Content starts
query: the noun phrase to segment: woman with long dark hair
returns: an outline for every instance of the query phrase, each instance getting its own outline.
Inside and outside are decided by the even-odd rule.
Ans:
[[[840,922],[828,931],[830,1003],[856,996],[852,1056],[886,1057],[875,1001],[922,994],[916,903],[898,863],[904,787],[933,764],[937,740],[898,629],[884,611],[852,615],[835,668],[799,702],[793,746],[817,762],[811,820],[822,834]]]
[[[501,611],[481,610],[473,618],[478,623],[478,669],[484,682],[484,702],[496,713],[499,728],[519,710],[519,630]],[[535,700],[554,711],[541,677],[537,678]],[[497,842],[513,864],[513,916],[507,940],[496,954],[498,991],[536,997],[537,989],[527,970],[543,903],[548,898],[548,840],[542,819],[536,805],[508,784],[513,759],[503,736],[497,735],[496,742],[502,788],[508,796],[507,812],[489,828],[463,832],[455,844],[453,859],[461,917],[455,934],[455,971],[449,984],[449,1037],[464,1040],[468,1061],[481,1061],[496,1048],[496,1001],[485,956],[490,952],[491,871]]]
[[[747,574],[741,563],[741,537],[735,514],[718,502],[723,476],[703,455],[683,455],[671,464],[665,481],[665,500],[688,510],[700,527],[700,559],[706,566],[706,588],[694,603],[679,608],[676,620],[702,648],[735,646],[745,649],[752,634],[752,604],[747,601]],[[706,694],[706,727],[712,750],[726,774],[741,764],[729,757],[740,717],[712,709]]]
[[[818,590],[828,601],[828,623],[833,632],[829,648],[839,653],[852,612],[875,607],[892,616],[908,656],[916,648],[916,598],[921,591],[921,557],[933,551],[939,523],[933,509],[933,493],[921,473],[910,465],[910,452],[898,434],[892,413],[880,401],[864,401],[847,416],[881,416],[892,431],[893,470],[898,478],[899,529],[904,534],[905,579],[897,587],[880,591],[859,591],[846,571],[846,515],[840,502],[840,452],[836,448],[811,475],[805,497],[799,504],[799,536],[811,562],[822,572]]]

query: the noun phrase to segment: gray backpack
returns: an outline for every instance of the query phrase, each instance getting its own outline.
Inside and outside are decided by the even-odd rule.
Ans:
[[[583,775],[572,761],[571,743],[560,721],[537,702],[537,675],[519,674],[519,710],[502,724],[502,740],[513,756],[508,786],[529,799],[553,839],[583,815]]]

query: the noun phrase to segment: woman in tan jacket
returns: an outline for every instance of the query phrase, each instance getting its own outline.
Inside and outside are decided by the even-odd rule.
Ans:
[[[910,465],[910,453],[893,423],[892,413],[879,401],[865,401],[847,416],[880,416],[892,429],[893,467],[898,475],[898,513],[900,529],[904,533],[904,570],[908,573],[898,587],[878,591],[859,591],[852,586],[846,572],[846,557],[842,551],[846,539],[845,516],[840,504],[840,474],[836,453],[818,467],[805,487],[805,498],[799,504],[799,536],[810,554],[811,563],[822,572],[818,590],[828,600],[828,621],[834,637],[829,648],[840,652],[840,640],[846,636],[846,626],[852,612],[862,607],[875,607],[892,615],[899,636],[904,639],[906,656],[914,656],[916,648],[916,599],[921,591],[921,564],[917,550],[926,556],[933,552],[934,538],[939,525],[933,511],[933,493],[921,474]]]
Content ends
→ Task brief:
Word for word, copy the listing above in its entirety.

→ Reply:
query: the noun phrase to segment: woman with long dark hair
returns: an outline for every instance of the query phrase, each instance getting its own outline.
Inside and outside are decided by the even-odd rule.
Ans:
[[[840,922],[828,931],[830,1003],[856,996],[852,1056],[886,1057],[875,1001],[922,994],[916,903],[898,863],[904,787],[933,764],[937,740],[898,629],[884,611],[852,615],[835,668],[799,702],[793,746],[817,762],[811,820],[822,834]]]
[[[501,611],[481,610],[473,618],[478,623],[478,669],[484,682],[484,702],[496,713],[499,728],[519,710],[519,630]],[[535,700],[554,711],[541,677],[537,678]],[[497,842],[513,864],[513,916],[507,940],[496,954],[498,991],[536,997],[537,989],[527,970],[543,903],[548,898],[548,840],[542,819],[536,805],[508,784],[513,759],[503,736],[497,735],[496,742],[502,788],[508,796],[507,812],[489,828],[463,832],[455,844],[453,859],[461,917],[455,934],[455,971],[449,984],[449,1037],[464,1040],[468,1061],[481,1061],[496,1048],[496,1001],[485,956],[490,952],[491,871]]]
[[[747,574],[741,563],[741,537],[735,514],[718,502],[723,476],[703,455],[683,455],[671,464],[665,481],[665,500],[688,510],[700,527],[700,559],[706,566],[706,588],[694,603],[679,608],[676,620],[702,648],[735,646],[745,649],[752,634],[752,604],[747,601]],[[706,694],[706,727],[712,750],[726,774],[741,764],[729,757],[740,717],[712,709]]]
[[[818,590],[828,601],[828,623],[833,632],[829,648],[839,653],[852,612],[875,607],[892,616],[908,656],[916,648],[916,598],[921,591],[921,557],[933,551],[939,523],[933,509],[933,493],[921,473],[910,465],[910,452],[898,434],[892,413],[880,401],[864,401],[847,416],[881,416],[892,431],[893,470],[898,478],[899,529],[904,534],[905,579],[897,587],[880,591],[859,591],[846,571],[846,515],[840,502],[840,452],[836,448],[811,475],[805,497],[799,504],[799,536],[811,562],[822,572]]]

query: the noun phrase to segment: gray backpack
returns: an outline for every instance of the query phrase, each instance getting its own outline.
Inside and outside are decided by the even-odd rule.
Ans:
[[[583,775],[572,761],[571,743],[560,721],[537,702],[537,675],[519,674],[519,710],[502,724],[502,740],[513,756],[508,786],[529,799],[553,839],[583,815]]]

query: the noun phrase to segment: woman in tan jacket
returns: an outline for every instance of the query phrase, each instance getting its own outline.
Inside and outside are decided by the even-odd rule.
Ans:
[[[910,465],[910,453],[893,423],[892,413],[879,401],[865,401],[847,416],[880,416],[892,429],[893,467],[898,475],[898,513],[900,529],[904,533],[904,570],[908,573],[898,587],[878,591],[859,591],[852,586],[846,572],[846,557],[842,551],[846,539],[845,516],[840,504],[840,474],[836,453],[818,467],[805,487],[805,498],[799,504],[799,536],[810,554],[811,563],[822,572],[818,590],[828,600],[828,621],[834,637],[829,648],[840,652],[840,640],[846,636],[846,626],[852,612],[862,607],[875,607],[892,615],[899,636],[904,639],[906,656],[914,656],[916,648],[916,599],[921,591],[921,564],[917,550],[926,556],[933,552],[934,538],[939,525],[933,511],[933,493],[921,474]]]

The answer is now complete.